[Do this]: Convert the records from the line containing "In this picture, where can the pink" through the line containing "point(1006, 562)" into a two-column CSV with the headers request and answer, giving one row per request and putting each field in quotes with line breaks replaced by spaces. Omit the pictures.

Point placement records:
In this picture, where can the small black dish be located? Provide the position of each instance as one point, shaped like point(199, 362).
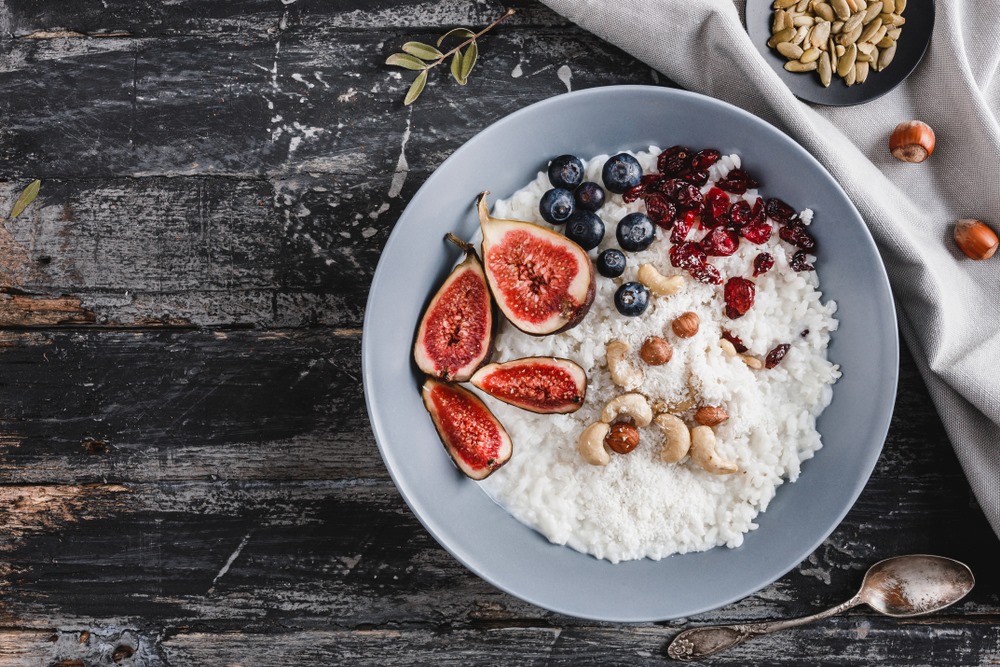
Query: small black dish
point(910, 49)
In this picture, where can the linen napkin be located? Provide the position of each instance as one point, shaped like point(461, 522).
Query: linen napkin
point(948, 306)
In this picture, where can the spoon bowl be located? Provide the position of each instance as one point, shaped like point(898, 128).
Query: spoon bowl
point(917, 584)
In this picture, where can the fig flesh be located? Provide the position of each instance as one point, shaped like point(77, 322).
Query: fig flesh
point(547, 385)
point(542, 281)
point(475, 439)
point(456, 333)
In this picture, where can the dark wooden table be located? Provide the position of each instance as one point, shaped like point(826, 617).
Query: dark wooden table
point(188, 474)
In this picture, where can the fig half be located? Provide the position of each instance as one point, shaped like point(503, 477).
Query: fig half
point(456, 333)
point(547, 385)
point(475, 439)
point(542, 282)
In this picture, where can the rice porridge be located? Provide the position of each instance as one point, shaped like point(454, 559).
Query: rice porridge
point(638, 506)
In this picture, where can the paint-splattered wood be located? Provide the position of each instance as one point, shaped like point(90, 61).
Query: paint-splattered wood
point(188, 476)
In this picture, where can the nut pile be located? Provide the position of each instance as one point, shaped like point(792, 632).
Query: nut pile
point(849, 38)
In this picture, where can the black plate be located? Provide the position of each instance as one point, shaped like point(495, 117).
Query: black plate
point(912, 45)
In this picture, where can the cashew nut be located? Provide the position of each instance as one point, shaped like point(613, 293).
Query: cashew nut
point(703, 452)
point(623, 372)
point(659, 284)
point(631, 405)
point(591, 444)
point(676, 437)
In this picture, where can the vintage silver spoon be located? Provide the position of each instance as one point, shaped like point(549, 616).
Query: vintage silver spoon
point(899, 587)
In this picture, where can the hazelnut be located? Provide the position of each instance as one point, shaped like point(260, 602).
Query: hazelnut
point(686, 324)
point(912, 141)
point(622, 438)
point(710, 416)
point(656, 351)
point(975, 239)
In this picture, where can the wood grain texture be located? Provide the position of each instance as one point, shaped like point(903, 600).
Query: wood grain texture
point(188, 474)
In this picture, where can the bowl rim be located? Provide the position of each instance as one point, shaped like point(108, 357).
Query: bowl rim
point(404, 488)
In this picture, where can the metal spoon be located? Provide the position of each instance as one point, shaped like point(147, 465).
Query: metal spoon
point(899, 587)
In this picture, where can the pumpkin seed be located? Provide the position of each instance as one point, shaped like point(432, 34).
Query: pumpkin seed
point(862, 72)
point(796, 66)
point(825, 70)
point(790, 51)
point(824, 11)
point(886, 57)
point(870, 31)
point(820, 34)
point(782, 36)
point(847, 61)
point(853, 22)
point(810, 56)
point(873, 11)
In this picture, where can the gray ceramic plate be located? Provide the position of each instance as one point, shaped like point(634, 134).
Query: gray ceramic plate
point(482, 535)
point(912, 45)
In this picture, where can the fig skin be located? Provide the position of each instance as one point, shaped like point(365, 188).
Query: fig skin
point(574, 308)
point(470, 434)
point(425, 357)
point(560, 400)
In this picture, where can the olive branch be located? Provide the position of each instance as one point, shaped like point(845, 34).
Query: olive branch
point(424, 57)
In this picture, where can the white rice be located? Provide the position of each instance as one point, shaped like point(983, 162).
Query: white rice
point(638, 506)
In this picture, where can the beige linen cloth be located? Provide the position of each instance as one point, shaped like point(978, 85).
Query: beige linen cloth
point(948, 306)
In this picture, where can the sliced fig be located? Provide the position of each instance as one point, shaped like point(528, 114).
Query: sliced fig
point(542, 281)
point(547, 385)
point(455, 336)
point(475, 439)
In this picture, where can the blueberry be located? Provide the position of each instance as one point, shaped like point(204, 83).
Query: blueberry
point(631, 299)
point(589, 196)
point(611, 263)
point(621, 172)
point(556, 206)
point(635, 232)
point(586, 229)
point(566, 171)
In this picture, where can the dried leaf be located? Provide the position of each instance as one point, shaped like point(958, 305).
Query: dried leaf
point(416, 88)
point(456, 68)
point(469, 60)
point(405, 60)
point(422, 51)
point(464, 33)
point(27, 196)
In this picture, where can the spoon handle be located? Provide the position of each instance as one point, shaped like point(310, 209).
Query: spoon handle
point(702, 642)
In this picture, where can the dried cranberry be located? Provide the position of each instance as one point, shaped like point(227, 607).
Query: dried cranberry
point(757, 215)
point(716, 209)
point(674, 161)
point(737, 181)
point(704, 159)
point(739, 294)
point(689, 196)
point(720, 242)
point(698, 178)
point(706, 273)
point(796, 234)
point(739, 213)
point(661, 210)
point(762, 263)
point(779, 210)
point(757, 233)
point(799, 263)
point(775, 356)
point(682, 227)
point(735, 340)
point(686, 255)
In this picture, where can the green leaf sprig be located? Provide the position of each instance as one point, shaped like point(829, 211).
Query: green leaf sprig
point(423, 57)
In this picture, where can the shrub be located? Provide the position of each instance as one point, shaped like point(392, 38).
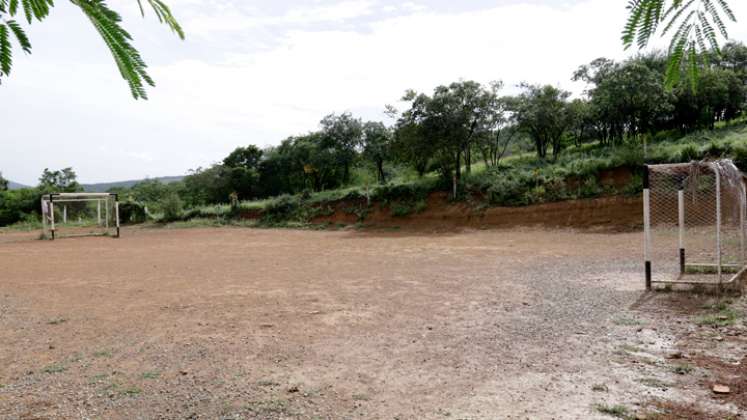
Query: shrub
point(281, 209)
point(172, 208)
point(132, 212)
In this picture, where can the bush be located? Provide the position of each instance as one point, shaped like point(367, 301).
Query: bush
point(281, 209)
point(132, 212)
point(172, 208)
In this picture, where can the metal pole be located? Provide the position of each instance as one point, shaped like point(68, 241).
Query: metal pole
point(51, 212)
point(44, 217)
point(718, 220)
point(742, 211)
point(647, 227)
point(116, 212)
point(681, 208)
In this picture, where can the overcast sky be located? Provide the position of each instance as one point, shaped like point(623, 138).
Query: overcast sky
point(257, 71)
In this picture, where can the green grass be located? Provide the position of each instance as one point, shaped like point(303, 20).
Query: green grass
point(102, 354)
point(619, 411)
point(654, 383)
point(725, 316)
point(151, 375)
point(682, 368)
point(54, 368)
point(267, 383)
point(57, 321)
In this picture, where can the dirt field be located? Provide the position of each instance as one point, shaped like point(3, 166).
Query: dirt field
point(247, 323)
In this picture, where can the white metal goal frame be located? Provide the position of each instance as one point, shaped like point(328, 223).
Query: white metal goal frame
point(100, 210)
point(694, 223)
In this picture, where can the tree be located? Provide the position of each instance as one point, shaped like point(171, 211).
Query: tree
point(626, 99)
point(377, 146)
point(64, 180)
point(447, 124)
point(542, 113)
point(247, 157)
point(695, 27)
point(494, 145)
point(107, 23)
point(343, 133)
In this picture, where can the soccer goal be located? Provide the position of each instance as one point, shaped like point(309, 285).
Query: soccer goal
point(694, 224)
point(80, 214)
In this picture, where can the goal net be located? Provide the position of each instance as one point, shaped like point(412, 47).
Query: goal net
point(694, 223)
point(79, 214)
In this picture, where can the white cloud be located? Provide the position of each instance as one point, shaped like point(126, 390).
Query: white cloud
point(256, 72)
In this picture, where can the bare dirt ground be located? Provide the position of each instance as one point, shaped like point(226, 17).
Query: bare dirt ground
point(269, 324)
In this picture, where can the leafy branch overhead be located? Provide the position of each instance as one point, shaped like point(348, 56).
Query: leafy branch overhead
point(107, 23)
point(695, 27)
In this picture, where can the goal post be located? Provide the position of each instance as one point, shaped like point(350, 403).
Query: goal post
point(694, 223)
point(80, 214)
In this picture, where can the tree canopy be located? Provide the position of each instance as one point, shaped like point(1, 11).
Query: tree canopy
point(105, 20)
point(693, 26)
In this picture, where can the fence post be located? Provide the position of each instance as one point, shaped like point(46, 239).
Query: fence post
point(647, 226)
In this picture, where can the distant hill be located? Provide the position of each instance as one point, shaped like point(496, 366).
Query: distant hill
point(16, 186)
point(106, 186)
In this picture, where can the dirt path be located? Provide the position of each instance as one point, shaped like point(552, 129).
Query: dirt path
point(243, 323)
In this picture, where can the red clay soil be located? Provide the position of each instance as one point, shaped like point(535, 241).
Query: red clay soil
point(276, 324)
point(611, 213)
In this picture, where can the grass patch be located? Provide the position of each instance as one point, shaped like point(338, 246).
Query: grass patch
point(54, 368)
point(151, 375)
point(98, 378)
point(725, 316)
point(267, 383)
point(131, 391)
point(619, 411)
point(273, 406)
point(682, 368)
point(628, 322)
point(600, 388)
point(654, 383)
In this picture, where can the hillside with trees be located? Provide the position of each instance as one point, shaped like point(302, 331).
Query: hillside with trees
point(472, 141)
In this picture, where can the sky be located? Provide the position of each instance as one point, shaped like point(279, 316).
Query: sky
point(258, 71)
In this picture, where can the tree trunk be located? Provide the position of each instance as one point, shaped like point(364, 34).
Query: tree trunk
point(380, 167)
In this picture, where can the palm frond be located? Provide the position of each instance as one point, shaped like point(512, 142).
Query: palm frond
point(107, 23)
point(6, 54)
point(695, 27)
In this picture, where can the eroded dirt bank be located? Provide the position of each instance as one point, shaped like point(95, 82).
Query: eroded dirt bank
point(614, 213)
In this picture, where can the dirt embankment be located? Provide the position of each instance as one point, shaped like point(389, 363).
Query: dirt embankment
point(611, 212)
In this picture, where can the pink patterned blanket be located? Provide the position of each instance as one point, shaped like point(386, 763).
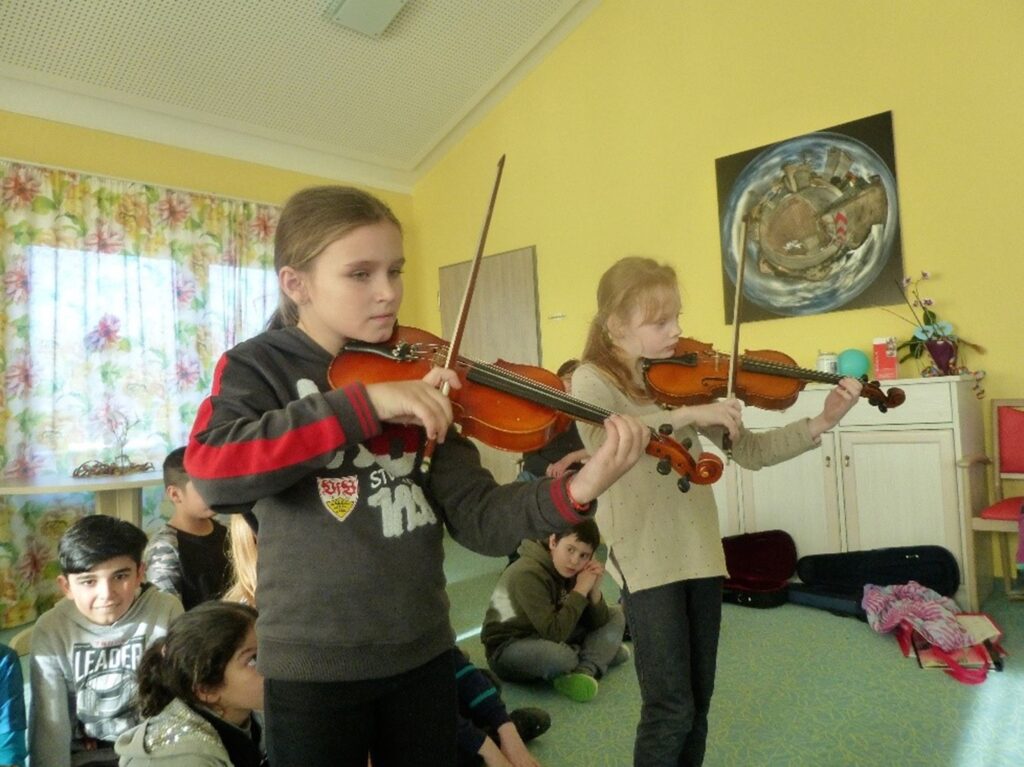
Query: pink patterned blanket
point(932, 614)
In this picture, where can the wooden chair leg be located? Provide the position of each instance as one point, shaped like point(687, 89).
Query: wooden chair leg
point(1006, 562)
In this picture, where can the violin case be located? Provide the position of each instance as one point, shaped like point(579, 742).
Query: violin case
point(760, 566)
point(836, 582)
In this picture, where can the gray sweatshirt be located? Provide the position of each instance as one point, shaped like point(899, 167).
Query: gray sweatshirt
point(351, 584)
point(83, 676)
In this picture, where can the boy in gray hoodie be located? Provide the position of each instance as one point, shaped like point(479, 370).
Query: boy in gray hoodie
point(86, 649)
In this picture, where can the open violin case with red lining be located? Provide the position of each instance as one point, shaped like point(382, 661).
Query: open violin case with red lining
point(760, 566)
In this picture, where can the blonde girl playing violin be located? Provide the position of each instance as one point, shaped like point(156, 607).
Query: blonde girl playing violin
point(666, 550)
point(353, 629)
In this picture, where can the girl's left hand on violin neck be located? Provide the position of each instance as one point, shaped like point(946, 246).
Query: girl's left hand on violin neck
point(417, 401)
point(839, 401)
point(726, 413)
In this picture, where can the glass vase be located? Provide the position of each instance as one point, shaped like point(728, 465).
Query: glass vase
point(943, 353)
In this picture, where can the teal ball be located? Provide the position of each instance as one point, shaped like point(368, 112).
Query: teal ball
point(853, 363)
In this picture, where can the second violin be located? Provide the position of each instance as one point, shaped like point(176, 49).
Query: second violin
point(696, 374)
point(510, 407)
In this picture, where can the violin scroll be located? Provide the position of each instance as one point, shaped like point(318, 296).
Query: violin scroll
point(884, 400)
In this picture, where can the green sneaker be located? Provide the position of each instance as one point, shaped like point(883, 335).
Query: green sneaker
point(577, 686)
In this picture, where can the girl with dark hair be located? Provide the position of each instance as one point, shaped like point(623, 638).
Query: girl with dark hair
point(198, 688)
point(355, 641)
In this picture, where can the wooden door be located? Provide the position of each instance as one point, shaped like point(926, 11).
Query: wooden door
point(503, 323)
point(800, 497)
point(900, 489)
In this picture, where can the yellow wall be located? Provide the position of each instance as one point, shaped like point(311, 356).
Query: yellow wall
point(611, 145)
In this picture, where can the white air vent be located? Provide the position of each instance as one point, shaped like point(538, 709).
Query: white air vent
point(369, 16)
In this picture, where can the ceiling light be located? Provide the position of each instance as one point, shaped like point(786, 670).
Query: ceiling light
point(367, 16)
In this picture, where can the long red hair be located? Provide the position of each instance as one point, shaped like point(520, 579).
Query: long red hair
point(631, 283)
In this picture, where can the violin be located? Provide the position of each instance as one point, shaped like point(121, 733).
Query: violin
point(696, 374)
point(511, 407)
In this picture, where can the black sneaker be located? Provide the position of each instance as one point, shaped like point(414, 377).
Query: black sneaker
point(493, 678)
point(530, 722)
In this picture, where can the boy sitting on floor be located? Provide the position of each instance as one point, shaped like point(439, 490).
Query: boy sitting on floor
point(187, 557)
point(548, 619)
point(85, 650)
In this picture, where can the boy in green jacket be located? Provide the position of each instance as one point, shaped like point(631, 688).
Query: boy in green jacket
point(548, 619)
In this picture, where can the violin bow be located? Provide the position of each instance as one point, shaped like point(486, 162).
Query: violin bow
point(467, 297)
point(734, 357)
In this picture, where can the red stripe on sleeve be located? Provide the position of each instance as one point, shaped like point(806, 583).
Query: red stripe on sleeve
point(261, 456)
point(561, 500)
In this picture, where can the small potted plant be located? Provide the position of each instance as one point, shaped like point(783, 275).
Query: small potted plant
point(931, 334)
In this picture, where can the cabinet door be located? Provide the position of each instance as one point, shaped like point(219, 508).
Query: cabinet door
point(800, 497)
point(900, 489)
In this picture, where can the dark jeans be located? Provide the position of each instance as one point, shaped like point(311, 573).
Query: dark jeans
point(409, 719)
point(675, 631)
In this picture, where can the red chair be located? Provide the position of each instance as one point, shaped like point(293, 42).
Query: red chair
point(1003, 517)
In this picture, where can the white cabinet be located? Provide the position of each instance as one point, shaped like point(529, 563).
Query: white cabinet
point(897, 478)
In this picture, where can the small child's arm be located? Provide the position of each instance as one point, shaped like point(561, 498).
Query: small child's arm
point(49, 714)
point(513, 748)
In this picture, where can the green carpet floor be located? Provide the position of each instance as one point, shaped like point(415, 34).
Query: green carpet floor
point(796, 686)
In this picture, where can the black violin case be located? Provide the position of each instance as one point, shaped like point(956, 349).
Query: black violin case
point(836, 582)
point(760, 566)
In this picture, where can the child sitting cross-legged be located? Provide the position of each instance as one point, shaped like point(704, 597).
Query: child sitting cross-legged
point(199, 688)
point(85, 650)
point(548, 619)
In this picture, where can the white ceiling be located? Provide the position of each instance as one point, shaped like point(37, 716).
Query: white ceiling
point(278, 82)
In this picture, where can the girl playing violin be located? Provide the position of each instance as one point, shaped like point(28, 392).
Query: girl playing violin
point(353, 630)
point(666, 550)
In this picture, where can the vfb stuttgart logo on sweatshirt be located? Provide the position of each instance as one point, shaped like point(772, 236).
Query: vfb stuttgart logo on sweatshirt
point(339, 495)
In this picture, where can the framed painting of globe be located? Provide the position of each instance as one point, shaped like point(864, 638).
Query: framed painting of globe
point(816, 220)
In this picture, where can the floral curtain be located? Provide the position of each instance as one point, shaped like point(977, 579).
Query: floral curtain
point(118, 299)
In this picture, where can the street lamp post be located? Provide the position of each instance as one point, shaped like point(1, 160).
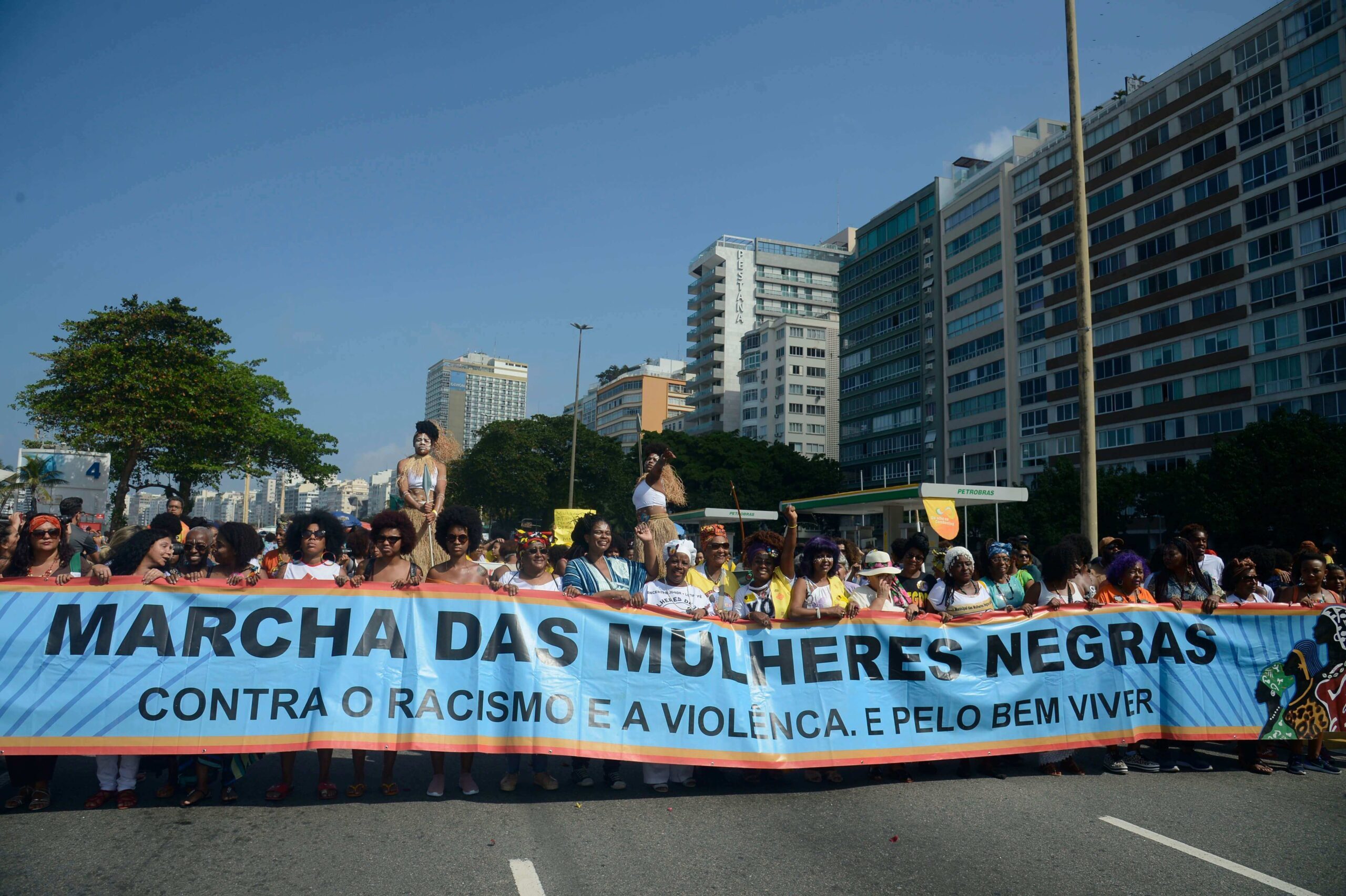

[The output]:
request,answer
"In this picture, where can the pink patterned blanket be located? Provide the position of each instance as one point, shaped like point(386, 763). Query: pink patterned blanket","point(932, 614)"
"In this picture, where can the wooden chair leg be located? Provide the position of each instance as one point, shaped like point(687, 89). Query: wooden chair leg","point(1006, 562)"